** Text provided **
PORTLAND, Ore. (KOIN) — A Multnomah County judge unsealed records in the case against Nancy Brophy Friday, providing new information into a high-profile murder case.
Brophy is the Portland murder mystery novelist accused of killing her husband, Daniel, last year at the Oregon Culinary Institute.
Brophy’s lawyers argued against the release of the records, saying it would impact her right to a fair trial. Judge Kenneth Walker disagreed, telling her lawyers they had until April 19 to try to change his mind.
The following is a summary of the just-released probable cause document filed when Nancy Crampton Brophy was arrested:
On June 2, 2018, Daniel left home, got to work, disarmed the alarm at 7:21 a.m. and was the only person at the Oregon Culinary Institute.
Thirteen minutes before the alarm is disabled, Nancy is seen on surveillance video driving her Toyota minivan directly in front of OCI. At 7:28 a.m., Nancy is again seen leaving the area of OCI, both times headed west.
Documents revealed investigators found the surveillance video from nearby Bellagio’s Pizza.
One of Daniel’s co-workers arrived at 7:30 a.m., but didn’t find his body in the rear kitchen until she let students come inside at 8 a.m.
Daniel was shot twice, once in the back and once in the chest. Both bullets — likely from a Glock 9mm handgun — pierced his heart and either could have been the fatal shot, the medical examiner said.
Investigators determined there was no sign of force or struggle, nor were there signs of robbery. Daniel still had all his personal items — wallet, cell phone, glasses, car keys — on his body.
Shortly after detectives arrived at the scene, Nancy Brophy also arrived in the same Toyota minivan. She said she had been home all morning and left when she got the call about an incident at OCI. She also said she couldn’t think of anyone who would want to hurt him.
Nancy told detectives she recently bought a Glock 9mm handgun but neither one of them ever used it. When detectives retrieved that gun, they determined it was not the weapon used to kill Daniel.

** Tasks to perform **
1) In the news report, at what time did Daniel disarm the alarm at the Oregon Culinary Institute?
2) Please copy the part of the news report that opens with the words "PORTLAND, Ore. (KOIN)" and closes with "year at the Oregon Culinary Institute.", renaming "Oregon Culinary Institute" as "OCI".
The rows that come next are separate from the news report.

** Entries supplied **
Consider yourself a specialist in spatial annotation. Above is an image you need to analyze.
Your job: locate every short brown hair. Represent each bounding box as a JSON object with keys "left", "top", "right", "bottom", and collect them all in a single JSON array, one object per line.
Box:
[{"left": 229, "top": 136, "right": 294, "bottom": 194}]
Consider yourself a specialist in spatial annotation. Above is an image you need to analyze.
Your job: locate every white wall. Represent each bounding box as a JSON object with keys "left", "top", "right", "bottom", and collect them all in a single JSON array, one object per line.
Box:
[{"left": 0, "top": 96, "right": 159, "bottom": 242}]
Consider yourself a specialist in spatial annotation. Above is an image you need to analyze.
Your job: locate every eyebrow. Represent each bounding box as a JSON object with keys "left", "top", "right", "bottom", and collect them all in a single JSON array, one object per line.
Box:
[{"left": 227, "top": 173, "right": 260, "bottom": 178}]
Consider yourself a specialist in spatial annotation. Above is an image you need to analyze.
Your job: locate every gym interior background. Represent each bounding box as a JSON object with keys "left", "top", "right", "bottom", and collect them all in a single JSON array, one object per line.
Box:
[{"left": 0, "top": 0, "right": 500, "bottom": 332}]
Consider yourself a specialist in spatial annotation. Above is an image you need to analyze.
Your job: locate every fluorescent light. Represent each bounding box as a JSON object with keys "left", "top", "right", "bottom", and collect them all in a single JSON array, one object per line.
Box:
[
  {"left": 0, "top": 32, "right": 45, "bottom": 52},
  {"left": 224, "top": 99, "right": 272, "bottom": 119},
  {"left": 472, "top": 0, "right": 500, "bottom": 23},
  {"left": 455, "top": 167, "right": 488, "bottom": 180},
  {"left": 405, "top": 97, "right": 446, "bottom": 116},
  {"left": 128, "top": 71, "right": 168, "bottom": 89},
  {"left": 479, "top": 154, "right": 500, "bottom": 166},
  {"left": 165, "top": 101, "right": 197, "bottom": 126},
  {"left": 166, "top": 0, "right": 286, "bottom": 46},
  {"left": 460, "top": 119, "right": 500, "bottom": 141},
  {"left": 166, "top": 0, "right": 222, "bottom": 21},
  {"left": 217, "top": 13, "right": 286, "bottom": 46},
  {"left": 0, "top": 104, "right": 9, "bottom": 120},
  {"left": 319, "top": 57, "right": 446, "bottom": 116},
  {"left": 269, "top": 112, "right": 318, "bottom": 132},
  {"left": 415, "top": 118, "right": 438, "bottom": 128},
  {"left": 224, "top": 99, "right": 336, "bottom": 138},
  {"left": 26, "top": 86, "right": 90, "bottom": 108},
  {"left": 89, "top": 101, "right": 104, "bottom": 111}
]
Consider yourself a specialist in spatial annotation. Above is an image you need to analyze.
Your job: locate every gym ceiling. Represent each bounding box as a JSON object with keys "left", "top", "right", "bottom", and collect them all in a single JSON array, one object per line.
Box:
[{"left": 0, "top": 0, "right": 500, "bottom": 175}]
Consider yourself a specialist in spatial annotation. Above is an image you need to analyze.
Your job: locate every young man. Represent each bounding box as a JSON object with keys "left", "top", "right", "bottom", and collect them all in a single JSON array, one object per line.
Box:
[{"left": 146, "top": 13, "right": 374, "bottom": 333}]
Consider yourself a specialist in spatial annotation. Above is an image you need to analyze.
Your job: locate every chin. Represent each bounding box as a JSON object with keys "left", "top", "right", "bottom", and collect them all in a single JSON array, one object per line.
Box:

** Results in order **
1) 7:21 a.m.

2)
PORTLAND, Ore. (KOIN) — A Multnomah County judge unsealed records in the case against Nancy Brophy Friday, providing new information into a high-profile murder case.
Brophy is the Portland murder mystery novelist accused of killing her husband, Daniel, last year at the OCI.